## [DIRECTIVE]
Swap "windshield" for "windscreen" everywhere it occurs in the records below. Reproduce them with nothing else changed.

(Stored items from a collection)
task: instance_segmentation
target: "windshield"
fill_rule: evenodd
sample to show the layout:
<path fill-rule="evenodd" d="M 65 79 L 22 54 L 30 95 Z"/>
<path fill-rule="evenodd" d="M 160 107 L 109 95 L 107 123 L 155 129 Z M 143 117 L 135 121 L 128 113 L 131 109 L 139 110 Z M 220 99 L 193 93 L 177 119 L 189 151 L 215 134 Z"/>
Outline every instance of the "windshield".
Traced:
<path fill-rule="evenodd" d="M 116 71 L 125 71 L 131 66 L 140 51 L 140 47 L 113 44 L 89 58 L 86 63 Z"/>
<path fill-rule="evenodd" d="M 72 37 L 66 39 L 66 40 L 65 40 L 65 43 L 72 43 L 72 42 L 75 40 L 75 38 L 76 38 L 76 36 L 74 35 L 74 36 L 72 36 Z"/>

## [OUTPUT OF THE TASK]
task: instance_segmentation
target: "windscreen"
fill_rule: evenodd
sample to show the layout:
<path fill-rule="evenodd" d="M 65 79 L 22 54 L 30 95 Z"/>
<path fill-rule="evenodd" d="M 160 107 L 109 95 L 107 123 L 155 129 Z M 143 117 L 135 121 L 128 113 L 131 109 L 139 110 Z M 220 99 L 193 93 L 177 119 L 189 151 L 215 134 Z"/>
Outline every instance of the "windscreen".
Traced:
<path fill-rule="evenodd" d="M 116 71 L 125 71 L 131 66 L 140 51 L 140 47 L 113 44 L 89 58 L 86 63 Z"/>
<path fill-rule="evenodd" d="M 72 37 L 66 39 L 66 40 L 65 40 L 65 43 L 72 43 L 72 42 L 75 40 L 75 38 L 76 38 L 76 36 L 74 35 L 74 36 L 72 36 Z"/>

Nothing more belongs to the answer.